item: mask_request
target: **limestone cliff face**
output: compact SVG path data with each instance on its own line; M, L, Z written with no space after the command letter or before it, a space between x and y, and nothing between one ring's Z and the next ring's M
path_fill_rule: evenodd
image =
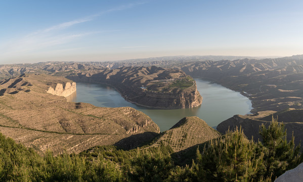
M140 105L160 109L191 108L200 106L202 100L195 83L190 90L177 93L147 92L145 97L136 99L129 100Z
M50 86L47 92L54 95L67 97L76 91L76 82L73 82L72 83L70 83L68 82L65 83L64 87L62 83L57 83L55 89L52 86Z
M155 66L131 67L105 69L93 73L83 72L66 77L74 81L107 83L114 87L126 100L148 107L184 109L202 103L202 98L195 81L180 70ZM183 80L188 84L181 88L176 82L176 85L169 87L175 80Z

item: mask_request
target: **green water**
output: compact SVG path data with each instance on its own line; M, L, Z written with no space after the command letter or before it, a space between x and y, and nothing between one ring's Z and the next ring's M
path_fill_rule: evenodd
M110 86L87 83L77 83L76 96L71 99L99 107L133 107L149 116L161 131L169 129L184 117L192 116L198 116L215 128L234 115L246 114L252 109L250 101L239 93L200 78L195 80L203 101L200 106L191 109L153 109L137 106L125 101Z

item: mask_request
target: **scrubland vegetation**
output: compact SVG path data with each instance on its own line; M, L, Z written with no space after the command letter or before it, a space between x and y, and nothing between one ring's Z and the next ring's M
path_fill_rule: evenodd
M255 143L241 128L228 131L199 145L195 155L181 156L193 158L182 166L169 146L130 151L103 146L40 156L0 134L0 181L270 181L302 162L300 146L294 137L286 141L283 124L273 119L260 134L262 142Z

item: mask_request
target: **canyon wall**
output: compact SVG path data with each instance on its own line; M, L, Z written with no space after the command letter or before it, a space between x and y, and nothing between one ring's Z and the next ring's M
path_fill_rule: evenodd
M75 82L73 82L72 83L69 82L66 82L64 87L62 83L57 83L55 89L53 87L50 86L47 92L56 96L67 97L76 91L76 86Z

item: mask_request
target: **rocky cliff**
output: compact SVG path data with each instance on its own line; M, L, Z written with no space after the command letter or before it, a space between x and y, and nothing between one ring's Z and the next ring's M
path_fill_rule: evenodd
M292 169L285 172L274 182L297 182L303 181L303 163Z
M76 82L73 82L71 84L68 82L65 83L64 87L62 83L57 83L55 89L50 86L47 92L56 96L67 97L75 93L76 90Z
M67 77L74 81L108 84L126 100L154 108L190 108L199 106L202 100L195 81L180 70L122 67L98 73L84 71Z
M136 147L159 133L149 116L134 108L68 102L46 92L52 86L62 94L72 90L71 82L27 74L0 80L0 132L39 153L48 149L55 155L114 145L131 136L137 141L133 144Z

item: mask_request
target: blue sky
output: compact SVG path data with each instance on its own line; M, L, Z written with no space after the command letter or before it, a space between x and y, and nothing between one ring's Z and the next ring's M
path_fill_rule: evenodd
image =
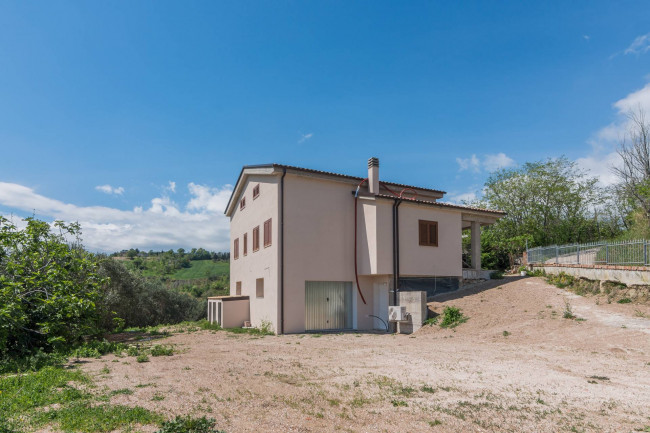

> _WHAT YOU SHOULD DO_:
Convert the lines above into a Markdown table with the columns Row and Line, numbering each row and skipping blank lines. Leave out the pictures.

> _TASK RESPONSE_:
| Row | Line |
|---|---|
| 1 | item: mask_request |
| 2 | target: **limestone cliff face** |
| 3 | output: compact SVG path data with each instance on its own line; M, L, Z written with no space after the command letter or before it, a space between x and y, and nothing between one ring's Z and the next ring's M |
| 4 | path_fill_rule: evenodd |
| 5 | image = |
| 6 | M140 105L160 109L191 108L200 106L202 100L195 83L190 90L177 93L147 92L145 97L136 99L129 100Z |
| 7 | M50 86L47 92L54 95L67 97L76 91L76 82L73 82L72 83L70 83L68 82L65 83L64 87L62 83L57 83L55 89L52 86Z |
| 8 | M155 66L131 67L105 69L93 73L83 72L66 77L74 81L107 83L114 87L126 100L148 107L184 109L202 103L202 98L195 81L180 70ZM183 80L188 84L181 88L176 82L176 85L169 87L175 80Z |
| 9 | item: mask_request |
| 10 | target: **green water** |
| 11 | output: compact SVG path data with each instance on its own line; M, L, Z written with no space after the command letter or before it, a space between x and y, and nothing between one ring's Z and the next ring's M |
| 12 | path_fill_rule: evenodd |
| 13 | M110 86L87 83L77 83L76 96L71 99L99 107L133 107L149 116L161 131L169 129L184 117L192 116L198 116L215 128L234 115L246 114L252 109L250 101L239 93L200 78L195 80L203 101L200 106L191 109L153 109L137 106L125 101Z |
| 14 | item: mask_request |
| 15 | target: **scrubland vegetation** |
| 16 | output: compact SVG path data with each instance on its own line; M, L, Z written with no space after the command letter or before it, a space between x and y, and nothing between one ring's Z and the next ring's M |
| 17 | path_fill_rule: evenodd |
| 18 | M255 143L241 128L228 131L199 145L195 155L181 156L193 158L182 166L169 146L130 151L103 146L40 156L0 134L0 181L270 181L302 162L300 146L294 137L286 141L283 124L273 119L260 134L262 142Z |
| 19 | item: mask_request |
| 20 | target: **canyon wall** |
| 21 | output: compact SVG path data with each instance on its own line; M, L, Z written with no space after the command letter or before it, a space between x and y, and nothing between one ring's Z and the next ring's M |
| 22 | path_fill_rule: evenodd |
| 23 | M75 82L73 82L72 83L69 82L66 82L64 87L62 83L57 83L55 89L53 87L50 86L47 92L56 96L67 97L76 91L76 86Z |
| 24 | item: mask_request |
| 25 | target: **rocky cliff** |
| 26 | output: compact SVG path data with each instance on its own line; M, L, Z written with no space after the command letter or before it, a space between x and y, and nothing between one ring's Z and the next ring's M |
| 27 | path_fill_rule: evenodd |
| 28 | M292 169L285 172L274 182L297 182L303 181L303 163Z |
| 29 | M76 82L73 82L71 84L68 82L65 83L64 87L62 83L57 83L55 89L50 86L47 92L56 96L67 97L75 93L76 90Z |
| 30 | M67 77L74 81L108 84L126 100L154 108L190 108L199 106L202 100L195 81L180 70L122 67L98 73L84 71Z |
| 31 | M136 147L159 133L149 116L134 108L68 102L46 92L52 86L62 94L72 90L71 82L27 74L0 80L0 132L39 153L48 149L55 155L114 145L131 136L137 141L133 144Z |
| 32 | item: mask_request |
| 33 | target: blue sky |
| 34 | output: compact SVG path data with each instance on its own line; M, L, Z written with no space after the command letter or before it, a space between x and y, and nothing between one ring's Z and the next ring's M |
| 35 | path_fill_rule: evenodd |
| 36 | image = |